Written task => Reproduce all of the material word for word.

Input rows =>
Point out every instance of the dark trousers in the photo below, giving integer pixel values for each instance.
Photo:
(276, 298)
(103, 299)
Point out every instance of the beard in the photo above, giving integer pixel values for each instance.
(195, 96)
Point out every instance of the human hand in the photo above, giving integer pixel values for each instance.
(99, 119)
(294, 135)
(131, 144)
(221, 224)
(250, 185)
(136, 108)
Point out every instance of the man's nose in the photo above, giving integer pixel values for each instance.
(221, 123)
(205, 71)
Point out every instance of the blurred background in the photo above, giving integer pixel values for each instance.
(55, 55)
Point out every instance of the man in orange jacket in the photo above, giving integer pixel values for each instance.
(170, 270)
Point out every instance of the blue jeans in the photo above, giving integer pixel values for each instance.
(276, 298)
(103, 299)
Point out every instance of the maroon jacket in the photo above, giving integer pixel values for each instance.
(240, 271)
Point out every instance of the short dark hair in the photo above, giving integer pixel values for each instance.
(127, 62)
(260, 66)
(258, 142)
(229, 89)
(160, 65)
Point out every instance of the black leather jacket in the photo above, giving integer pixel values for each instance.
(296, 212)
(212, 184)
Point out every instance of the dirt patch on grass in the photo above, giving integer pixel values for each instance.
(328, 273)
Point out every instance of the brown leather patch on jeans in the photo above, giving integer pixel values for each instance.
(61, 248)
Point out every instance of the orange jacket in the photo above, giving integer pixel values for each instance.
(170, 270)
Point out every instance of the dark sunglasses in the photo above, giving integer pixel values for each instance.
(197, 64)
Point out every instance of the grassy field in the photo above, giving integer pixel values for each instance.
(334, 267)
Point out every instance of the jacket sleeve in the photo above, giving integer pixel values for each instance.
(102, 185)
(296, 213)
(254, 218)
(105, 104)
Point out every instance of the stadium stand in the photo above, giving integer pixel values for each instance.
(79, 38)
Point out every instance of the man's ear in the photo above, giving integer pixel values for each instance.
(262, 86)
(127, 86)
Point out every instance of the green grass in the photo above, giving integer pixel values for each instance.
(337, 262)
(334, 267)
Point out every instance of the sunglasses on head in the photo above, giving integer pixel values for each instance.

The completed task =>
Point out every instance of the dark trousers in the photo below, giving integer pixel values for each instance.
Photo:
(276, 298)
(103, 299)
Point out every instance of the beard in the photo above, giving integer pixel values for each instance.
(195, 96)
Point out every instance of the human hand in the photo above, giving integer pixel values for each instance.
(99, 119)
(294, 135)
(131, 144)
(221, 224)
(250, 185)
(136, 108)
Point out every instance of the man's nose in the photo above, giving integer pixel values for each instance.
(221, 123)
(205, 71)
Point out every instance of the blurred background in the photo above, giving integer pixel values for each instance.
(55, 55)
Point out every instance of the man in orange jacket in the photo above, giving integer pixel values for each instance.
(170, 270)
Point out every instance of the blue jeans in the photo above, giving integer pixel values for each instance.
(276, 298)
(103, 299)
Point out every instance of the maroon jacket in the photo above, giving integer pixel values for each instance.
(240, 271)
Point out every instance of the short dark hair in the photo above, giving integer pixel values for each instance.
(127, 62)
(260, 66)
(258, 142)
(229, 89)
(160, 65)
Point out every instance of the black leather jacket in the photo above, giving integer pixel values for each instance.
(296, 212)
(212, 184)
Point out every instance of the dirt patch on grass in the photo above, giving integer pixel values for each instance.
(328, 273)
Point out every instance of the brown leather patch on jeans in the photo above, giving integer pixel values for each instance.
(61, 248)
Point out every instance of the orange jacket in the photo above, giving integer pixel values for each instance.
(170, 270)
Point out every instance of the dark sunglasses in the photo above, giving integer pixel values for each instance.
(197, 64)
Point out every instance of the grassy field in the photo above, giving integer pixel values for each instance.
(334, 267)
Point out every instance of the jacket sleeve in the photo above, giving integer pixel values for each instance.
(102, 185)
(296, 213)
(254, 218)
(105, 104)
Point out every instance of the stadium stand in the photo above, giving integer pixel values for each instance.
(79, 38)
Point out every instance of the man's ear in the photo above, giving integer pixel values for each instance.
(262, 86)
(127, 86)
Point out every instance of the green grass in the photo above, giving integer pixel values for each instance.
(337, 262)
(334, 267)
Point out every instance of the sunglasses on head in the photo above, giving integer pixel values for each instance.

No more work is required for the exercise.